DIRECTION 1: In the forum thread about using a drill chuck as a tap holder, what size of drill chuck does Antman suggest?
DIRECTION 2: Copy the forum thread about using a drill chuck as a tap holder from "## Antman (Oct" up to and including "Herbiev (Oct 20, 2012)", and replace "drill chuck" with "keyless chuck".

TEXT PROVIDED:
━━━━━━
# Drill Chuck as Tap Holder



## Antman (Oct 20, 2012)

Hi Guys,
  I've been using a commercial collet type tap holder in a sliding arrangement for tapping from the tailstock and in the mill, but have not been too impressed by its holding power and the range of sizes it can hold.  Also the type of tap holder with the 2 V-blocks,  but these cannot be easily incorporated in a sliding holder.  So I was thinking of a small 10mm drill chuck,  available quite cheap.  All it needs is a threaded arbour to make a dedicated tap holder.  Good idea or not?
   Ant


----------



## Herbiev (Oct 20, 2012)

That is a brilliant idea. If they still had karma points I'd send you a couple.


----------



## metal_magician (Oct 20, 2012)
━━━━━━
AVAILABLE DATA:
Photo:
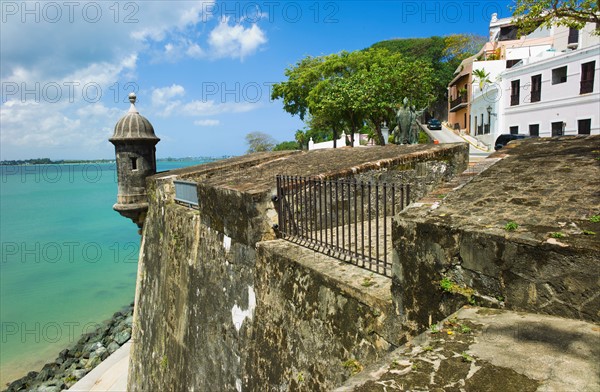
━━━━━━
FULL SOLUTION 1: A small 10mm drill chuck.

FULL SOLUTION 2:
## Antman (Oct 20, 2012)

Hi Guys,
  I've been using a commercial collet type tap holder in a sliding arrangement for tapping from the tailstock and in the mill, but have not been too impressed by its holding power and the range of sizes it can hold.  Also the type of tap holder with the 2 V-blocks,  but these cannot be easily incorporated in a sliding holder.  So I was thinking of a small 10mm keyless chuck,  available quite cheap.  All it needs is a threaded arbour to make a dedicated tap holder.  Good idea or not?
   Ant


----------



## Herbiev (Oct 20, 2012)